Required task:
Reproduce all entries verbatim, with nothing added or dropped.

[Pointing dataset excerpts]
* * *
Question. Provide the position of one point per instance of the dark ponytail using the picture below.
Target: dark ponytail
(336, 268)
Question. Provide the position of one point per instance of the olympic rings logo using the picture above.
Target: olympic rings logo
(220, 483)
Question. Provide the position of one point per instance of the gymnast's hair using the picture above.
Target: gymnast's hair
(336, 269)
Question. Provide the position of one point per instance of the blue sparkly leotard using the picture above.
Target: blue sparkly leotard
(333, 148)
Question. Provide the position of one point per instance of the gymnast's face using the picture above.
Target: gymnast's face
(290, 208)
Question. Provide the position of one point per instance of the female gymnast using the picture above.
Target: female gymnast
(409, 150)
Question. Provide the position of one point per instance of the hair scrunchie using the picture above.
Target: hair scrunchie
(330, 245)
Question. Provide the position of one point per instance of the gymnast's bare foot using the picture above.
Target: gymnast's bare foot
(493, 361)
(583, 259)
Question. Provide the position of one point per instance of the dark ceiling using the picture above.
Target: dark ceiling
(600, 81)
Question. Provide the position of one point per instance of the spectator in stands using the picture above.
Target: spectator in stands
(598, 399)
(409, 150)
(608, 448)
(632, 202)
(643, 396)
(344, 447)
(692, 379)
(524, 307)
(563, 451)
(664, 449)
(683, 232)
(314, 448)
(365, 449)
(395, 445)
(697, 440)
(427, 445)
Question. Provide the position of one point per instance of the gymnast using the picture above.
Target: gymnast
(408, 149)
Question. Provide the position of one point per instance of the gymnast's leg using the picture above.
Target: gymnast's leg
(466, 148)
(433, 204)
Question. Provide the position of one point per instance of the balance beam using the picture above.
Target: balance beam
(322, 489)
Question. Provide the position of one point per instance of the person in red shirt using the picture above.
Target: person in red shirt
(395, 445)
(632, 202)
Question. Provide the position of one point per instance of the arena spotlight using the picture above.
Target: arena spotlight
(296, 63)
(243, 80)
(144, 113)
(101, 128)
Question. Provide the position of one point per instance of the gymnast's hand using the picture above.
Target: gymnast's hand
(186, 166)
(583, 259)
* * *
Task result:
Question. Provide the position of one point per instance of the dark ponytail using the picture below.
Target: dark ponytail
(336, 268)
Question. Provide the position of one point per instance of the olympic rings logo using the picture above.
Target: olympic rings logo
(220, 483)
Question. Provide the position of one point per instance of the gymnast's hair using the picture above.
Target: gymnast's hair
(336, 269)
Question. Provide the position of one point per instance of the blue sparkly leotard using the picture above.
Target: blue sparkly leotard
(333, 148)
Question. Provide the position of one point per instance of the gymnast's face using the picture above.
Target: gymnast's face
(290, 208)
Question. Provide the position of one point per instance of the female gymnast using the picture above.
Target: female gymnast
(409, 150)
Question. Provide the position of one point per instance of the hair scrunchie using the picture above.
Target: hair scrunchie
(330, 245)
Question. Provide the position of one point per instance of the gymnast's bare foot using the picture above.
Target: gymnast's bare foot
(493, 361)
(583, 259)
Question. Provide the position of one point per instance of the dark ceiling using the picture above.
Target: dark ceiling
(600, 81)
Question. Provide the position of one point per instance of the spectator in stands using the picture above.
Target: spectator in stands
(598, 399)
(409, 150)
(608, 448)
(632, 202)
(643, 396)
(344, 447)
(692, 379)
(524, 307)
(563, 451)
(664, 449)
(683, 232)
(314, 448)
(365, 449)
(395, 445)
(697, 440)
(427, 445)
Question. Provide the position of one point per instance of the gymnast using the picture above.
Target: gymnast
(408, 149)
Question. Provide the position of one point per instance of the gymnast's leg using the picture above.
Target: gymnast's leg
(466, 148)
(433, 204)
Question. Provide the position of one point per instance of the balance beam using the picture above.
Target: balance beam
(322, 489)
Question. Provide the position of one point per instance of the person in red shirt using the picture above.
Target: person in red shirt
(395, 445)
(632, 202)
Question. Provide the position of one point per instance of the arena spotlight using the picture above.
Target: arena spotlight
(296, 63)
(243, 80)
(144, 113)
(101, 128)
Question. Provide the position of one point per instance of the gymnast's hand using the picture above.
Target: gymnast's hand
(186, 166)
(583, 259)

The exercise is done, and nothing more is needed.